** Opening Exercise inputs block **

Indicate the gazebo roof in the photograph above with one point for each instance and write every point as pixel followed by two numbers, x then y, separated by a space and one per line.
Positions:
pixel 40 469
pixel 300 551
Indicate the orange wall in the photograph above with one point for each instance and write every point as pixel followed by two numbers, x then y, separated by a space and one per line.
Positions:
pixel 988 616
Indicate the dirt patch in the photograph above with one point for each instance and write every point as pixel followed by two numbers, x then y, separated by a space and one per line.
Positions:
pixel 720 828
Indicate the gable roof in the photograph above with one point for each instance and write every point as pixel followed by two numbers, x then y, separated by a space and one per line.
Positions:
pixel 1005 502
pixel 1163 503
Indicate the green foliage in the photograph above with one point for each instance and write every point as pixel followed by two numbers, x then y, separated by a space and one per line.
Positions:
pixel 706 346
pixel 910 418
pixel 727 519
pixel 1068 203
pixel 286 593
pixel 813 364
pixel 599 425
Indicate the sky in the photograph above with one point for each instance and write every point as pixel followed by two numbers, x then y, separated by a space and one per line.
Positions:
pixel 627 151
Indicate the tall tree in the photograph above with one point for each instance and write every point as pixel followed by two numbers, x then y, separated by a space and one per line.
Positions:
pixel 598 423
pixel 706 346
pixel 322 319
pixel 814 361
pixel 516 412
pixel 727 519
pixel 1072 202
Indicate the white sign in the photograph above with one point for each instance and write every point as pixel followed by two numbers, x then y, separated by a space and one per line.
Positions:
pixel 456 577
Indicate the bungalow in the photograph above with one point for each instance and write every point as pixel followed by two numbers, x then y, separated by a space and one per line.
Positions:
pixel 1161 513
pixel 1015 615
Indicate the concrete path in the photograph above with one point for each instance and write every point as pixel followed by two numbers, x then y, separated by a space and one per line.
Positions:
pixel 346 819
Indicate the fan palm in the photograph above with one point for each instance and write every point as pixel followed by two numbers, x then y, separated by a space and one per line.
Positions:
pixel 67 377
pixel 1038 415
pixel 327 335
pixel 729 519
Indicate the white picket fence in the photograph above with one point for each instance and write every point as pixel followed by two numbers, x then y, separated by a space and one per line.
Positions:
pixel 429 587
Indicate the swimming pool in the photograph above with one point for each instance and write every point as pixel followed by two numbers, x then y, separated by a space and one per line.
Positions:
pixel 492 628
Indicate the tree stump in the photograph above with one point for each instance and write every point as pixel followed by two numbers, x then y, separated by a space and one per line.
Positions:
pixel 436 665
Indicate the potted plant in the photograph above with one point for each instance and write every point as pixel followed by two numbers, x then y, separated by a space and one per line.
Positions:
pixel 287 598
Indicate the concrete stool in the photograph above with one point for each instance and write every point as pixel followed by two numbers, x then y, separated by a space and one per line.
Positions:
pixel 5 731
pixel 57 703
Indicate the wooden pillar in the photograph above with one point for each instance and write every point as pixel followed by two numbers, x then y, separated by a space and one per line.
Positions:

** Closing Exercise inputs block **

» Problem description
Check each line of the data above for the word "roof" and copy the ones where it is found.

» Task solution
Indicate the gazebo roof in the photograph above with one point for each instance and write every point as pixel followed by two numbers, x then y, separated by a space and one per line.
Indicate the gable roof in the photograph above with one point for each instance and write every point as pixel followed by two numbers, x then y, separated by a space and one per line.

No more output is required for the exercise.